● Requests
A. In the passage on curing mortgage defaults under Chapter 13, what amount has the plaintiff claimed?
B. Carry on the passage on curing mortgage defaults under Chapter 13 from the point where it stops.

The Curing of Defaults
The plaintiff has submitted a claim for $14,184.18, representing the fully accelerated balance of the mortgage in question. The debtors object to the claim on the ground that Chapter 13 of the Bankruptcy Code allows debtors to cure pre-acceleration defaults and permits reinstatement of the payment schedule set forth in the mortgage. The debtors further contend that the plaintiff is entitled to receive only the pre-acceleration arrears, plus interest at 8 1/2 percent, and such installments as would normally fall due during the three years period of plan operability.
Section 1322(b)(5) of the Code provides, in pertinent part, that a Chapter 13 debtor's plan may "provide for the curing of any default within a reasonable time and maintenance of payments while the case is pending on any unsecured claim or secured claim on which the last payment is due after the date on which the final payment under the plan is due." 11 U.S.C. § 1322(b)(5) (Supp. III 1979).
Thus, it must be determined at the outset whether an acceleration of a mortgage debt is considered by the Code to be an obligation which may survive the period of plan operability.
Several courts have had occasion to pass on this issue. Most recently, Judge Price of the Eastern District of New York held that under New York State law the mortgagee's exercise of his acceleration option prohibits any attempt to cure pre-acceleration arrears and reinstatement of the mortgage payment schedule. Matter of La Paglia, 8 B.R. 937 (E.D.N.Y. 1981).
Conversely, Judge Schwartzberg of the Southern District of New York has held that a debtor may attempt cure of pre-acceleration arrears and continue paying "current" installments as originally required by the mortgage despite the fact that the defaults had already been reduced to a judgment of foreclosure. Matter of Breuer, 4 B.R. 499, 1 C.B.C.2d 722.2 (Bkrtcy.S.D.N.Y. 1980).
Judge Schwartzberg reasoned from the legislative history of Chapter 13 that the drafters intended that "(T)he debtor should have an opportunity to protect his assets by agreeing to repay his creditors while retaining his property during the Chapter 13 proceeding. The debtor's retention of his residence is palpably envisioned under Chapter 13 provided his plan and the proposed financial arrangements can pass muster." Id. at 4 B.R. 499, 1 C.B.C.2d 726.

● Material provided
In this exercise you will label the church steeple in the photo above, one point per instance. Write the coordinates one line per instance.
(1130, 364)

● Results by task
A. $14,184.18, the fully accelerated balance of the mortgage.

B.
In United Companies Financial Corporation v. Brantley, 6 B.R. 178, 6 B.C.D. 932 (Bkrtcy.N.D.Fla. 1980), the Court, although taking a somewhat different course than Breuer, nevertheless reached the same result. The Brantley Court found that since under Florida law a mortgage is not merged in a foreclosure judgment until the time of actual sale of the encumbered property the mortgage continues to survive until such sale occurs. Id. at 6 B.R. 178, 6 B.C.D. 938.
Thus, where the debtors filed their Chapter 13 petition prior to sale of the property, they were allowed to attempt cure of the pre-acceleration defaults under Section 1322(b)(5).
Another case dealing with post-foreclosure-judgment cure of pre-acceleration defaults is In re Coleman, 2 B.R. 348, 1 C.B.C.2d 530 (Bkrtcy.W.D.Ky. 1980), aff'd, 5 B.R. 812 (W.D.Ky. 1980). The Court denied confirmation of a Chapter 13 plan premised upon the fact that the debtor proposed to cure the existing defaults over a period which the Court deemed unreasonably long.
Of relevance to the case at bar is that the denial of confirmation was not predicated on the fact that a foreclosure judgment had been obtained prior to the filing of the Chapter 13 petition, but rather on the unreasonableness of the proposed cure. By negative implication, the court viewed the mortgage as surviving the foreclosure judgment so as to be curable by the debtor.
However, in affirming the Bankruptcy Court's decision, the District Court held that the debtor was obligated on the full amount of the judgment rather than on just the pre-acceleration arrears. In re Coleman, 5 B.R. 812 (W.D.Ky. 1980).
In another recent case, In re Soderlund, 7 B.R. 44, 3 C.B.C.2d 255 (Bkrtcy.S.D.Ohio 1980), the Court held that the Chapter 13 debtors could attempt cure of a mortgage default despite the fact that the objecting creditor had exercised its right of acceleration prior to the debtors' filing their petition.
While Soderlund is distinguishable from the present case inasmuch as it appears that no judgment of any form had been issued in the stayed foreclosure action, it nevertheless stands supportive of the right of a Chapter 13 debtor to reinstate the mortgage payment schedule after acceleration has already taken place.
Finally, in In re Robertson, 4 B.R. 213 (Bkrtcy.D.Colo. 1980), the Court, after determining under applicable state law that the Chapter 13 petitioners had only a right of complete redemption at the time they filed their petition, and not a right of cure, held the proposed plan defective insofar as it proposed merely to cure the mortgage arrears.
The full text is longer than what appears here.